◆ WHAT THE TASK ASKS
Lines from the one containing "One pin marks each instance of the bare" through the last line of the records below are to be repeated exactly.

◆ MATERIAL SUPPLIED
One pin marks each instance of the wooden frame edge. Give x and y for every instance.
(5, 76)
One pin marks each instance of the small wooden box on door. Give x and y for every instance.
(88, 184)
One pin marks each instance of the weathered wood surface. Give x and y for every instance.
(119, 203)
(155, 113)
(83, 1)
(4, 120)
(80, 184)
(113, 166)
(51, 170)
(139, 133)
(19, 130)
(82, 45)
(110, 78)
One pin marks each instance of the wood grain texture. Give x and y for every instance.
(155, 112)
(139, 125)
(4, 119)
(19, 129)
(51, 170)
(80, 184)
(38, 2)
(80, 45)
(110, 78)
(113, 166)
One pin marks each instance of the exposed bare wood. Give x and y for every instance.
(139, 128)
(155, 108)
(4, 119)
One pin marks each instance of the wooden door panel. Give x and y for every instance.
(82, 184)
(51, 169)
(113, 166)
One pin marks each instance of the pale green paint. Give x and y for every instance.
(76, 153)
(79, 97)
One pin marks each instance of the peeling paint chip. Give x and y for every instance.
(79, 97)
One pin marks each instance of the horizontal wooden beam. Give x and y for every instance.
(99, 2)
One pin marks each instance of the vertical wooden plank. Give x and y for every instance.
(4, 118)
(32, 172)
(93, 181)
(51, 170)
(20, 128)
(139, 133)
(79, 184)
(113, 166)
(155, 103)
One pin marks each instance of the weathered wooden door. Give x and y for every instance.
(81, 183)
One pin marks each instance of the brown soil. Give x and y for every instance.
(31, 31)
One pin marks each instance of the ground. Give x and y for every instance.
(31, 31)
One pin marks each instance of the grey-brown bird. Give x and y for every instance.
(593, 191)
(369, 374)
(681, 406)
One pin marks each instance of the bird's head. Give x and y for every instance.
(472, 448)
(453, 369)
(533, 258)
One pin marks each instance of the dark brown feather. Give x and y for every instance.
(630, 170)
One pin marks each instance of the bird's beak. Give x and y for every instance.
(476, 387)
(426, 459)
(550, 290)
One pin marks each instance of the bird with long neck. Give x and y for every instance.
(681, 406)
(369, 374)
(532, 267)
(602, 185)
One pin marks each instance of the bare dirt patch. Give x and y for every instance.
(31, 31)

◆ WRITTEN SOLUTION
One pin marks each instance of the bare dirt patch. Give x and y for every instance.
(31, 31)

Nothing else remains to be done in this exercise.